━━ Source records ━━

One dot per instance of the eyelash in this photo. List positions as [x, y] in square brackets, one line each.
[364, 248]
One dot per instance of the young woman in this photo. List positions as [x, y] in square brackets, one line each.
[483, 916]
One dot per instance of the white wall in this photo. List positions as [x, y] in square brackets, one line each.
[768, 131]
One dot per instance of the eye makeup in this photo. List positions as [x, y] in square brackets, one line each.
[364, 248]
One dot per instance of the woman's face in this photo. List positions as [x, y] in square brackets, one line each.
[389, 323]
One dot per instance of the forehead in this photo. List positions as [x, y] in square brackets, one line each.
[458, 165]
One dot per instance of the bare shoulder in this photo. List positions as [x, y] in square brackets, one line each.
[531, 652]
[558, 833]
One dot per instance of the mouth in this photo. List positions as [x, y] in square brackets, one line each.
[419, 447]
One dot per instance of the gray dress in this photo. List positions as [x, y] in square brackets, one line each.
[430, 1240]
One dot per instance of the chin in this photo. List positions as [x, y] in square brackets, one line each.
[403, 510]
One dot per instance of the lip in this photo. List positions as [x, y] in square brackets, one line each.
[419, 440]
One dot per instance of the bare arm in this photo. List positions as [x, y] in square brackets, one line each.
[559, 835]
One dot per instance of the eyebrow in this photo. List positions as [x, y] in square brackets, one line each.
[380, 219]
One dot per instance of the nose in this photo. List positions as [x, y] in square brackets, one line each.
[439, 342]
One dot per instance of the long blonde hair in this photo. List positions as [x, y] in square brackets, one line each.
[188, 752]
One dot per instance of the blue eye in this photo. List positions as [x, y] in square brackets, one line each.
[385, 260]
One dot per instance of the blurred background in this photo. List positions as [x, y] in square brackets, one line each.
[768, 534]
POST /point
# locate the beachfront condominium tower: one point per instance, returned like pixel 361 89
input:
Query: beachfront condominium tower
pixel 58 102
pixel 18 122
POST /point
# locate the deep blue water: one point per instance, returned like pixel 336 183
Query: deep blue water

━━━

* Exercise objective *
An exact transcription of all the records is needed.

* Answer to the exercise *
One dot per instance of the eyelash in this photo. List positions as [x, y] in square brackets, one line each.
[364, 248]
One dot per instance of the young woman in this photo. List positions as [x, y] in square brackets, one line each.
[483, 916]
One dot per instance of the white wall in this photo. List positions as [x, y] in square brackets, one line each.
[768, 131]
One dot per instance of the eye makeup in this photo. List positions as [x, y] in square brackets, one line each.
[364, 248]
One dot per instance of the woman's face in this photo. List positions as [x, y] in square brackets, one line each.
[389, 323]
One dot per instance of the forehead in this photo. List positions as [x, y] in square brackets, one line each.
[458, 165]
One dot per instance of the bare shoulder in this photo. List positions as [x, y] in square brackets, one line each.
[531, 652]
[558, 833]
One dot per instance of the mouth in this photo. List positions as [x, y] in square brackets, one line each.
[419, 447]
One dot per instance of the gray dress in this photo. List positions as [x, y] in square brackets, one line each.
[430, 1240]
One dot per instance of the chin in this photo. List positions as [x, y] in square brackets, one line each.
[403, 510]
One dot per instance of the lip in this photo. List positions as [x, y] in square brackets, one line each.
[419, 440]
One dot per instance of the bare arm in this photo. List positions as [x, y] in square brackets, one line each.
[559, 835]
One dot per instance of the eyebrow in this photo. List positions as [x, y] in square brackets, one line each.
[380, 219]
One dot per instance of the nose in this photo. List positions as [x, y] in square brackets, one line each.
[439, 342]
One dot per instance of the long blonde hair in this photo. List positions as [x, y] in square brackets, one line each.
[188, 752]
One dot per instance of the blue eye in this photo. List positions as [x, y] in square brackets, one line each.
[385, 260]
One dot per instance of the blurred background in this photo. List positions as [x, y] in square brackets, one line each.
[768, 534]
POST /point
# locate the beachfront condominium tower: one point per instance, returned like pixel 361 89
input:
Query: beachfront condominium tower
pixel 58 102
pixel 18 122
POST /point
# locate the deep blue water: one point per instance, returned like pixel 336 183
Query: deep blue water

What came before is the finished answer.